= Streamlined filing compliance procedures =

The streamlined filing compliance procedures (called the streamlined procedures for short when the context is clear) is a set of procedures offered by the Internal Revenue Service in the United States to help United States taxpayers (individual taxpayers or couples filing jointly only; institutions cannot avail of these procedures) get back in compliance on the fronts of paying taxes related to their foreign financial assets as well as submitting all required information returns, after having non-willfully fallen out of compliance in one or more previous tax years.

The process used by the IRS to examine submissions under the streamlined filing compliance procedures is described in the Internal Revenue Manual, IRM Section 4.63.3 Offshore Voluntary Disclosure Program, Streamlined Filing Compliance Procedures and Voluntary Disclosure Practice.

==Filing process==

===Foreign versus domestic cases===

There are two versions of the streamlined procedures:
- Streamlined Foreign Offshore Procedures: This version of the procedures is for individual U.S. taxpayers or their estates who meet the non-residency requirement. The form used for these is Form 14653: Certification by U.S. Person Residing Outside of the United States for Streamlined Foreign Offshore Procedures.
  - For United States citizens and lawful permanent residents, this is based on the physical presence test being satisfied for any of the past three years. Specifically, it is defined as follows: "in any one or more of the most recent three years for which the U.S. tax return due date (or properly applied for extended due date) has passed, the individual did not have a U.S. abode and the individual was physically outside the United States for at least 330 full days."
  - For those who are not United States citizens or lawful permanent residents, this is based on the Substantial Presence Test failing for any of the past three years. Specifically, it is defined as follows: "in any one or more of the last three years for which the U.S. tax return due date (or properly applied for extended due date) has passed, the individual did not meet the substantial presence test of IRC section 7701(b)(3)."
- Streamlined Domestic Offshore Procedures: This version of the procedures is for individual U.S. taxpayers who fail to meet the non-residency requirement that would make them eligible for the Streamlined Foreign Offshore Procedures. The form used for these is Form 14654: Certification by U.S. Person Residing in the United States for Streamlined Domestic Offshore Procedures.

* **Source excerpt**:
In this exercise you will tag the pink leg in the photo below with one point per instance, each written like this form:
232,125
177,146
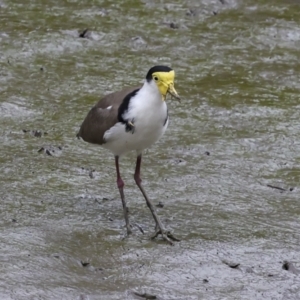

* **Set tasks**:
1/ List every form, manual section, and code section that the article on streamlined filing compliance procedures cites by number.
2/ Pick up the article on streamlined filing compliance procedures after its last sentence and continue it.

* **The answers**:
1/
- Form 14653 (Certification by U.S. Person Residing Outside of the United States for Streamlined Foreign Offshore Procedures)
- Form 14654 (Certification by U.S. Person Residing in the United States for Streamlined Domestic Offshore Procedures)
- IRM Section 4.63.3 (Offshore Voluntary Disclosure Program, Streamlined Filing Compliance Procedures and Voluntary Disclosure Practice)
- IRC section 7701(b)(3) (the substantial presence test)

2/
The Streamlined Foreign Offshore Procedures and the Streamlined Domestic Offshore Procedures differ primarily in that the latter procedures impose a 5% miscellaneous offshore penalty, whereas there is no similar offshore penalty for the Streamlined Foreign Offshore Procedures. See #5% miscellaneous offshore penalty in the domestic case for the specifics. When the streamlined procedures were initially introduced in 2012, they were available only for the foreign case and had no penalty. The domestic case was added subsequently effective July 1, 2014, as an intended replacement for the non-willful portion of the Offshore Voluntary Disclosure Program (OVDP) which had an offshore penalty attached to it.

===Filing details===

The IRS documentation on both the foreign and domestic cases of the streamlined procedures includes instructions on the filing process. A summary is below:
- For any submissions of delinquent or amended FBARs, the taxpayer needs to submit the FBARs online on the FinCEN website, with "Streamlined Filing Compliance Procedures" in the explanation box for the reason for filing late. The FBARs should not be included in the streamlined filing packet submitted to the IRS.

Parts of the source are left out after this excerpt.